I'm sitting here in Silicon Valley folding socks. It's easier to fold the laundry when my wife helps, but she's works at a startup and doesn't get home at a decent hour. I'm in a startup, too. We never get home at a decent hour together.

But our problems are small compared to a dear friend's who recently underwent a double mastectomy. This propelled me to look into the subject of cancer, which gets you to the topic of the human genome, which leads to proteins, and that, of course, gets you to distributing computing, aka, peer-to-peer technologies.

The theory behind peer-to-peer is that, now that many of the world's computers are networked, there are better ways to do things. The network means that huge amounts of computing power are within everyone's reach. Take the plight of my friend who's coping with breast cancer. Peer-to-peer means I can get involved.

As complicated as the genome is, the proteins that cells make, using the genome's "blueprints", are even more complex. Not only are they complex molecules, but they twist and fold in specific ways.

And a protein's peculiar foldings make all the difference. Fold a bit to the right, and Ms Protein can aid vital, life-sustaining processes. Folded a bit differently and we got a problem. Both cancer and Alzheimer's may involve proteins that fold "differently".

▶ [SUPPLIED DATA]
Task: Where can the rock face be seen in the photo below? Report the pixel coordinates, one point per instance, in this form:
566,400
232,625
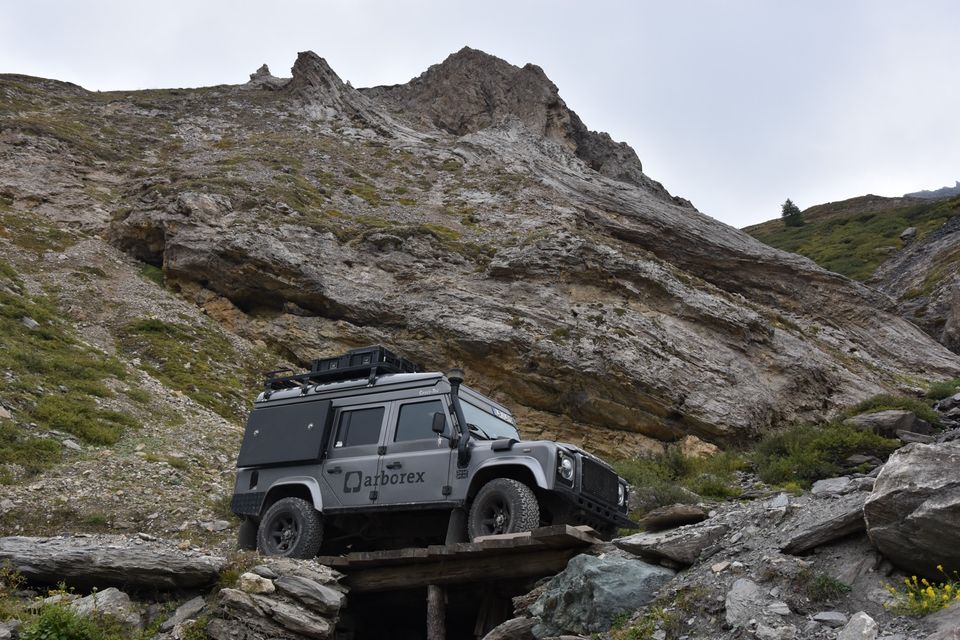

▶ [PROBLEM DETAILS]
Answer these about the passage on protein folding:
(a) Where is the writer sitting, and what is the writer doing there?
(b) What operation did the writer's friend recently undergo?
(c) Which two diseases may involve proteins that fold "differently"?
Nothing in the listing is needed here.

▶ [WRITTEN REPLY]
(a) In Silicon Valley, folding socks.
(b) A double mastectomy.
(c) Cancer and Alzheimer's.